» **GIVEN ENTRIES**
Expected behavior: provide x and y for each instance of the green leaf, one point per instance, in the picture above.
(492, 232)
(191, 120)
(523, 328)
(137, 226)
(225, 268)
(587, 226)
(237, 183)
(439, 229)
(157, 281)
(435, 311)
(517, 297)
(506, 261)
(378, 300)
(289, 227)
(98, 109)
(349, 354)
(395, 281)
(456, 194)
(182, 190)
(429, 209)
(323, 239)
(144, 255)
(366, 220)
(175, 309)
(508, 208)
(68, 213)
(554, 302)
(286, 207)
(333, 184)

» **EXERCISE TASK**
Render every line of the records above as a JSON list of strings, one string per line, omitting blank lines.

» **FULL SOLUTION**
[
  "Expected behavior: provide x and y for each instance of the green leaf, one point per instance, in the picture above.",
  "(492, 232)",
  "(191, 120)",
  "(523, 328)",
  "(137, 226)",
  "(225, 268)",
  "(587, 226)",
  "(237, 183)",
  "(439, 229)",
  "(157, 281)",
  "(435, 311)",
  "(517, 297)",
  "(506, 261)",
  "(378, 300)",
  "(289, 227)",
  "(98, 109)",
  "(349, 354)",
  "(395, 281)",
  "(456, 194)",
  "(182, 190)",
  "(429, 209)",
  "(323, 239)",
  "(144, 255)",
  "(366, 220)",
  "(175, 309)",
  "(508, 208)",
  "(68, 213)",
  "(554, 302)",
  "(286, 207)",
  "(333, 184)"
]